_Extract_:
On Mon, 13 Mar 2017 at 21:58:17 +0100, Carsten Schoenert wrote:
> I had modified the warpper script in the between time a little bit
> different. I've done some more effort to catch some special arguments
> and get them savely prepared to the binary call.
> There are for sure more than one way to get the argument passing done.

+            if [[ "${ARG}" =~ ([[:space:]]|[(,|=)]) ]]; then
+                TB_ARGS="${TB_ARGS} \"${ARG}\""
+            else
+                # No special handling needed.
+                TB_ARGS="${TB_ARGS} ${ARG}"
...
+    eval "${MOZ_LIBDIR}"/"${MOZ_APP_NAME}" "${TB_ARGS}"

No, that is not general and could be a security vulnerability. Consider
what would happen with an argument containing $ or ` or backslashes.

The attached script is a simplified version of that change. The goal is that
the input parses the same as the output.

$ ./t.sh hello
in: argv[1]=«hello»
out: argv[1]=«hello»
$ ./t.sh foo bar
in: argv[1]=«foo»
in: argv[1]=«bar»
out: argv[1]=«foo»
out: argv[1]=«bar»

So far so good, but quote marks and backslashes get lost:

$ ./t.sh "'foo bar'"

_Box-labeled dataset extracts_:
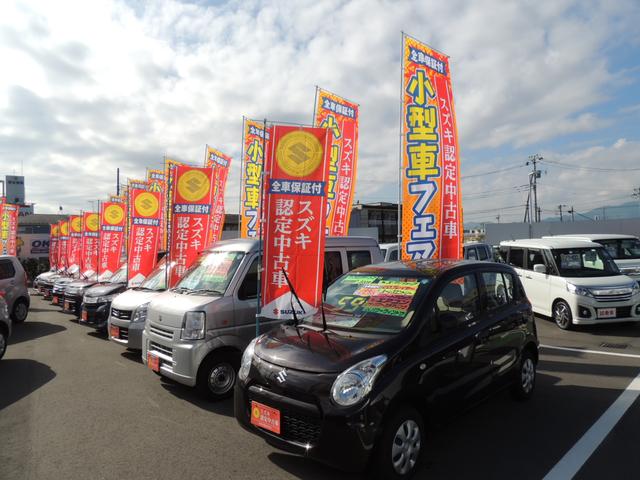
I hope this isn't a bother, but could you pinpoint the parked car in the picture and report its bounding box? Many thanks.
[142,237,382,400]
[109,262,170,350]
[0,296,11,359]
[0,255,31,323]
[78,265,127,333]
[234,260,538,479]
[542,233,640,280]
[500,237,640,330]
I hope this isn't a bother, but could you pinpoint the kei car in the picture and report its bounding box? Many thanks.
[234,260,538,479]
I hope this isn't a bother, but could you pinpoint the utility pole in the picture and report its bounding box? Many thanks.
[526,153,543,222]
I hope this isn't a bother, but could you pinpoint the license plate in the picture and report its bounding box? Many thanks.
[147,353,160,372]
[598,308,616,318]
[111,325,120,338]
[251,401,280,435]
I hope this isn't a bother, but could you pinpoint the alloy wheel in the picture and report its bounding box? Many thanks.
[391,420,421,475]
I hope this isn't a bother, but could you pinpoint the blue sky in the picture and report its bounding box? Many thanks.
[0,0,640,222]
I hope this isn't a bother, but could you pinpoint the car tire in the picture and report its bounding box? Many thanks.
[511,349,537,401]
[196,352,240,401]
[369,405,425,480]
[553,300,573,330]
[0,329,7,359]
[11,298,29,323]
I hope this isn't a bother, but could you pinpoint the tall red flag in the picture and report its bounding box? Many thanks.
[261,125,331,318]
[169,165,213,286]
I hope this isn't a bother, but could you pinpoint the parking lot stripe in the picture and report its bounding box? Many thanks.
[544,370,640,480]
[540,345,640,358]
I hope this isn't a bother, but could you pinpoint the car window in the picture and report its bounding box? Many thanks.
[238,257,258,300]
[436,274,478,330]
[324,252,343,285]
[509,247,524,268]
[347,250,371,270]
[482,272,513,310]
[0,259,16,280]
[527,248,544,270]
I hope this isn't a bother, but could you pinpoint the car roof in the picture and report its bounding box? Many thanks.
[349,259,502,278]
[206,237,378,253]
[500,237,602,248]
[542,233,638,243]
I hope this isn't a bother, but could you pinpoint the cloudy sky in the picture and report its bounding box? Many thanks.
[0,0,640,222]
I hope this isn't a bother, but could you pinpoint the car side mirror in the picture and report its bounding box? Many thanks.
[533,263,547,273]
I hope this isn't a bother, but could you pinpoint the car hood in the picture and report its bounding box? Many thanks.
[85,283,126,297]
[147,292,225,328]
[111,288,162,310]
[254,324,398,373]
[565,275,635,288]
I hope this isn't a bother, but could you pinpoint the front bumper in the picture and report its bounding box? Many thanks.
[234,382,378,472]
[109,317,144,350]
[78,302,111,332]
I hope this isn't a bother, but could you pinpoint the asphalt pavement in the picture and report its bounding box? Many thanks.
[0,297,640,480]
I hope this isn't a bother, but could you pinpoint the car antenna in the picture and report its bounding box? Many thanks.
[282,267,306,326]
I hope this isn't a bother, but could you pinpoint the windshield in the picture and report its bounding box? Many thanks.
[176,251,244,295]
[107,265,127,283]
[302,274,431,333]
[140,263,167,290]
[596,238,640,260]
[553,247,620,277]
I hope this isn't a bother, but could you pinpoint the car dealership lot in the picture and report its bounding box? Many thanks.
[0,297,640,479]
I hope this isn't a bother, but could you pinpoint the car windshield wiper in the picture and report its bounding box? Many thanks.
[188,288,224,295]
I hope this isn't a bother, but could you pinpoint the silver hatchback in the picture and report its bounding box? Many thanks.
[0,255,31,323]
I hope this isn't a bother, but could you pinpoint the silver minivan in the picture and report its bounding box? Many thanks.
[142,237,382,400]
[0,255,31,323]
[109,261,168,350]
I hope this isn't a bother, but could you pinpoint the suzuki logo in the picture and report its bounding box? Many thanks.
[276,368,287,383]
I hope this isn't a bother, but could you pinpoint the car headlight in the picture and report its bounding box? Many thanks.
[131,302,150,323]
[331,355,387,407]
[567,283,593,297]
[181,312,205,340]
[238,338,258,382]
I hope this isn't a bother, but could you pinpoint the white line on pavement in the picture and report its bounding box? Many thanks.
[543,368,640,480]
[540,345,640,358]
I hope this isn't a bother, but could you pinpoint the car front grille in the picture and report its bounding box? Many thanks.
[111,308,133,320]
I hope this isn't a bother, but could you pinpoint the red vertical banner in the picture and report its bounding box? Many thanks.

_What to work on_:
Extend the email reply above about quoting arguments in the wrapper script, picking up right after its last line.

_Task result_:
in: argv[1]=«'foo bar'»
out: argv[1]=«foo bar»
$ ./t.sh '\a'
in: argv[1]=«\a»
out: argv[1]=«a»

it's easy to get a syntax error:

$ ./t.sh "\""
in: argv[1]=«"»
./t.sh: eval: line 32: unexpected EOF while looking for matching `"'
./t.sh: eval: line 33: syntax error: unexpected end of file

and a maliciously supplied filename or argument (think invoking
thunderbird as a file or URL handler) can cause code execution
(imagine expr was a malicious command here):

$ ./t.sh '$(expr 2 + 2)'
in: argv[1]=«$(expr 2 + 2)»
out: argv[1]=«4»
$ ./t.sh '`expr 2 + 2`'
in: argv[1]=«`expr 2 + 2`»
out: argv[1]=«4»

Please use bash arrays as Daniel suggested: that is almost certainly
the simplest way to make this correct.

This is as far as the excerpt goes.